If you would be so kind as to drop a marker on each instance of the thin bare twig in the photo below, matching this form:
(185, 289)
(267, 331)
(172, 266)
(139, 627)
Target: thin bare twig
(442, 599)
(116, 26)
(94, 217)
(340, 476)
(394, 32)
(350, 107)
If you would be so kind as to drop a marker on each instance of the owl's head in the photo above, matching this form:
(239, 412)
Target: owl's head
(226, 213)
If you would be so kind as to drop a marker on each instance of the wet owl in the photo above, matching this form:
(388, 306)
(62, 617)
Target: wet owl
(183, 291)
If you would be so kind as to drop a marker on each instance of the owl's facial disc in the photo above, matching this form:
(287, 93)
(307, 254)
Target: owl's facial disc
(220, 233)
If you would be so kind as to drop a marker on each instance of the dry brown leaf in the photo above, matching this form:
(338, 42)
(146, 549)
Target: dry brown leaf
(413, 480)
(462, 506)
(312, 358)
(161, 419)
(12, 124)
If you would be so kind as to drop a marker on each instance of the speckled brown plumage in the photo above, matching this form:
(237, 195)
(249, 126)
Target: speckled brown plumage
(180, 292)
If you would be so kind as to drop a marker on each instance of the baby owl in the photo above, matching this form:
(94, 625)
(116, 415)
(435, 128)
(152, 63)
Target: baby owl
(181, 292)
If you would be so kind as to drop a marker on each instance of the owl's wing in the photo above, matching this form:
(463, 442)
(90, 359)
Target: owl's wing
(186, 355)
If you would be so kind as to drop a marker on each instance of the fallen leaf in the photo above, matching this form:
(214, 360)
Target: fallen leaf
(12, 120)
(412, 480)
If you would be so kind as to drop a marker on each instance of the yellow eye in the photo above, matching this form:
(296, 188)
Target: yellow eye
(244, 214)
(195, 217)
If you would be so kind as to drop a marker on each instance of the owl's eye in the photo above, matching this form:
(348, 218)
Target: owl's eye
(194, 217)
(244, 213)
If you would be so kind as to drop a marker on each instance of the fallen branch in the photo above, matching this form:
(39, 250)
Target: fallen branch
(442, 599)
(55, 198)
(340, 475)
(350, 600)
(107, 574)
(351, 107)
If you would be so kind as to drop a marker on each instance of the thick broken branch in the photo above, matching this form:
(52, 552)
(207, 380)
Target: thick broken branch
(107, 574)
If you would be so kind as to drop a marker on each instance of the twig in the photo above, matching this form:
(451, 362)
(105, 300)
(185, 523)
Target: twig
* * *
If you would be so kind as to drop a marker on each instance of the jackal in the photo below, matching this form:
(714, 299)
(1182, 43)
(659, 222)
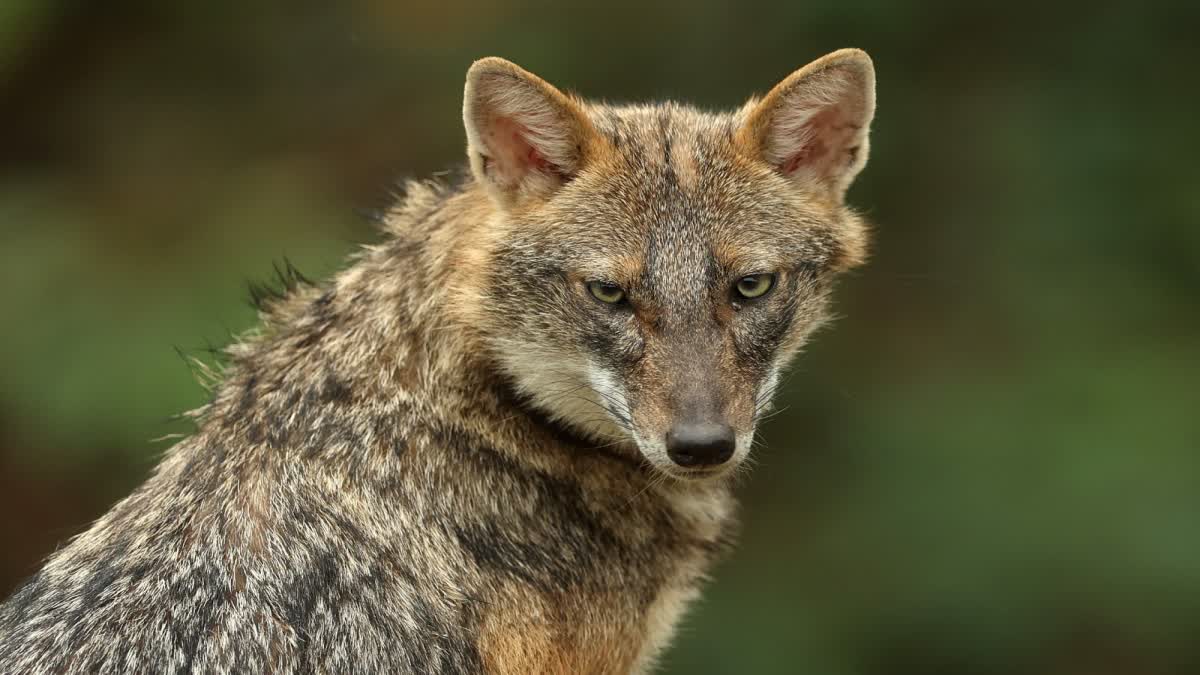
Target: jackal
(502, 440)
---
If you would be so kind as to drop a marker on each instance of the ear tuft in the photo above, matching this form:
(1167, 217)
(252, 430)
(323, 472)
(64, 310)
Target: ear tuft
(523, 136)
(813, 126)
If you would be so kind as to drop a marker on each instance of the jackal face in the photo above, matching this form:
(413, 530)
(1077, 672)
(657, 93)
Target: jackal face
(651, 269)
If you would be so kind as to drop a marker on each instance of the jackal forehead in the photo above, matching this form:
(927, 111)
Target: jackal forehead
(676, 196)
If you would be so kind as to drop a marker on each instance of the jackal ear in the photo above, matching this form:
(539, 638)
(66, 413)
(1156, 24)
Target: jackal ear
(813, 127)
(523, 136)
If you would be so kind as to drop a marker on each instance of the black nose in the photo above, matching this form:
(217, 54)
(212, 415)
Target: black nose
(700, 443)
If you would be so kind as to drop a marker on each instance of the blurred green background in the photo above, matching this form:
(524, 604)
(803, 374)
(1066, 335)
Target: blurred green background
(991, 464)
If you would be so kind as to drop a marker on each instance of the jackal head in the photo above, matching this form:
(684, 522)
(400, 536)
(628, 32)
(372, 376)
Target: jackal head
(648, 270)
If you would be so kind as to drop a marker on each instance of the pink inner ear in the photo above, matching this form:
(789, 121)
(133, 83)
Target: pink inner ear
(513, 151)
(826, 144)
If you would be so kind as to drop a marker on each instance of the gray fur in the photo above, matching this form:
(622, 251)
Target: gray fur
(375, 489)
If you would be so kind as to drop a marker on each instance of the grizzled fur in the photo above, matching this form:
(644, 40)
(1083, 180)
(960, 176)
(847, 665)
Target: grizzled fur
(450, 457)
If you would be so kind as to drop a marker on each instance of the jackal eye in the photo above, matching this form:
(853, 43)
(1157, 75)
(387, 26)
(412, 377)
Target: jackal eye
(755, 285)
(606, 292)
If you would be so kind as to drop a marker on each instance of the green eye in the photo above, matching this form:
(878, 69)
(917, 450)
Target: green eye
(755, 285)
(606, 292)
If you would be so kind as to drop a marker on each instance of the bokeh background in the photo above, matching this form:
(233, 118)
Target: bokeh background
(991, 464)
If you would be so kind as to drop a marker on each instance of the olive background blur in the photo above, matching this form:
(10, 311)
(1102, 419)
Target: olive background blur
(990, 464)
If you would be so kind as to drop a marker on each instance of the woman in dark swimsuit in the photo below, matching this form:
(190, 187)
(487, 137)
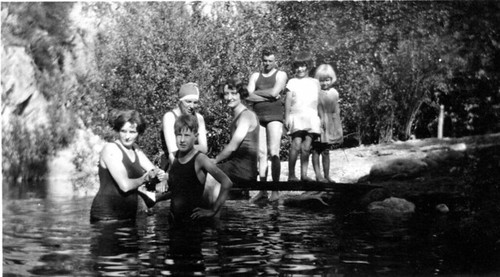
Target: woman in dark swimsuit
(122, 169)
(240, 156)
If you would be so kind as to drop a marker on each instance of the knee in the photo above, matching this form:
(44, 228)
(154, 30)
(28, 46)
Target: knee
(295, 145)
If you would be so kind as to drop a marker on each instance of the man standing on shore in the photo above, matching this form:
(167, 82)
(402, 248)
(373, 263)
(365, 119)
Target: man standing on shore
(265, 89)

Work task: All lines above that include the word "below" should be located and copied.

Response to this exercise:
If you would be so kind as to drop a marker on each instance of the thin bare twig in the photo below, matching this form:
If you would be so kind as to drop a marker on each instance of the jackal in the photo below, matching this form:
If you would be so kind as to drop a marker on each instance of the woman in dark swimsuit in the photo below, matching this form:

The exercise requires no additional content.